The winner is ... an Irishman, again

YOU WERE reminded of that infamous, early ’80s Oscar ceremony where Chariots of Fire screenwriter Colin Welland warned Hollywood “the British are coming”.

The winner is ... an Irishman, again

At the recent television Baftas, in London, there was, similarly, a sense the Irish were taking over.

From Brendan O’Carroll to Graham Norton to Sherlock villain Andrew Scott, it seemed every Irish person in the building went home with an award. Even the host, the preternaturally affable Dara Ó Briain, is Irish.

In an evening that could have doubled as a celebration of Irish over-achievement in Britain, Dubliner O’Carroll received a gong for best male performance for his opinion-splitting sit-com Mrs Brown’s Boys; Bandon-native Norton won in the best-entertainment performance category; and actor Andrew Scott was named best supporting actor for his turn as dastardly Moriarty in the BBC’s present-day Holmes reboot. Ensuring he wouldn’t feel left out, Ó Briain, too, received a nomination, in the same section in which Norton won.

Data section ->

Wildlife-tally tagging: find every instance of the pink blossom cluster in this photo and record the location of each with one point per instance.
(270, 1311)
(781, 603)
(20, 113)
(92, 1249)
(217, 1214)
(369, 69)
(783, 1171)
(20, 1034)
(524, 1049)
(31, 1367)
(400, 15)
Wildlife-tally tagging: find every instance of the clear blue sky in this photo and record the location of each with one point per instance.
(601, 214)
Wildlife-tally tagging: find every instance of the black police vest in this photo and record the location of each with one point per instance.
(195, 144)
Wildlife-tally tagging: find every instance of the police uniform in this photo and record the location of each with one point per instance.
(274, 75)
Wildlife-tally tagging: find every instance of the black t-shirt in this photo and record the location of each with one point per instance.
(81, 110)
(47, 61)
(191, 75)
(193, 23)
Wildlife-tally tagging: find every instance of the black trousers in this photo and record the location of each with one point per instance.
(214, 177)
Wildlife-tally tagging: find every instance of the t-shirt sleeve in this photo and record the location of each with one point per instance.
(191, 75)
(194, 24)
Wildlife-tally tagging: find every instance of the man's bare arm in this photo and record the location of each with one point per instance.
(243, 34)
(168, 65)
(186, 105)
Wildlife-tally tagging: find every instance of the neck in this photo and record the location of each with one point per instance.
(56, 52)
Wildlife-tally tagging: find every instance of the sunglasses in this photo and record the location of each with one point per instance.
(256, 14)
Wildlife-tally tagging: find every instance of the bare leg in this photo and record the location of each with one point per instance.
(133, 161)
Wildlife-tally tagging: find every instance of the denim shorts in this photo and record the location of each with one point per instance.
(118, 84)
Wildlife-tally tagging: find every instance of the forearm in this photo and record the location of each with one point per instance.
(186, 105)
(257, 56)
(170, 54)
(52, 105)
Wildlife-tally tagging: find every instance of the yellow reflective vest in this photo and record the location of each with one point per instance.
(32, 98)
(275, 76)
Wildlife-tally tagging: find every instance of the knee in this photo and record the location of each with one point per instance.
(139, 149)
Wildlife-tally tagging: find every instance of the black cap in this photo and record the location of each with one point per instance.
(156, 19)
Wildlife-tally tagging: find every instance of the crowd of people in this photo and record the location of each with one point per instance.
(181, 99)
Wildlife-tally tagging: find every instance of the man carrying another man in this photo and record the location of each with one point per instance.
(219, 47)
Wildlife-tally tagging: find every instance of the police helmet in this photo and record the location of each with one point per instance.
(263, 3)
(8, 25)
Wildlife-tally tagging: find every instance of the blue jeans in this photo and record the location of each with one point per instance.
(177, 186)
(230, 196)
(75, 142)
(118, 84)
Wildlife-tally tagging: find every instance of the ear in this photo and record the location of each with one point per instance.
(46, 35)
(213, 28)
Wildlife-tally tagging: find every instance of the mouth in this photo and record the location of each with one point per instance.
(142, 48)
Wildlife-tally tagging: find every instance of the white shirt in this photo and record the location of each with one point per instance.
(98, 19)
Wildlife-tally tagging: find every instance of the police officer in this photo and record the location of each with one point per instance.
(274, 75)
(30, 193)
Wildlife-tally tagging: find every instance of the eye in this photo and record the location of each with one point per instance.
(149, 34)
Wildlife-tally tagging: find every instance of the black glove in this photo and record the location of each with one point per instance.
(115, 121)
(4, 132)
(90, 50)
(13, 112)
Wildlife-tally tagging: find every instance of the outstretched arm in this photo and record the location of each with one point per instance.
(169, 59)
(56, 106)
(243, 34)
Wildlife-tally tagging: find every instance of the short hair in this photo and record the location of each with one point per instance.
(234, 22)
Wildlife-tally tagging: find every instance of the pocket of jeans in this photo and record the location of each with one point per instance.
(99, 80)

Problems and tasks ->
(1) In the article on the television Baftas, rewrite the paragraph beginning "In an evening that could have doubled" as a short bulleted list that keeps its main facts.
(2) From the article on the television Baftas, reproduce word for word the passage from "At the recent" to "Briain, is Irish.".

Expected responses ->
(1)
- O'Carroll, from Dublin, won best male performance for the sit-com Mrs Brown's Boys.
- Norton, from Bandon, won in the best-entertainment performance category.
- Andrew Scott won best supporting actor for playing Moriarty in the BBC's present-day Holmes reboot.
- Ó Briain was nominated in the same category that Norton won.

(2)
At the recent television Baftas, in London, there was, similarly, a sense the Irish were taking over.

From Brendan O’Carroll to Graham Norton to Sherlock villain Andrew Scott, it seemed every Irish person in the building went home with an award. Even the host, the preternaturally affable Dara Ó Briain, is Irish.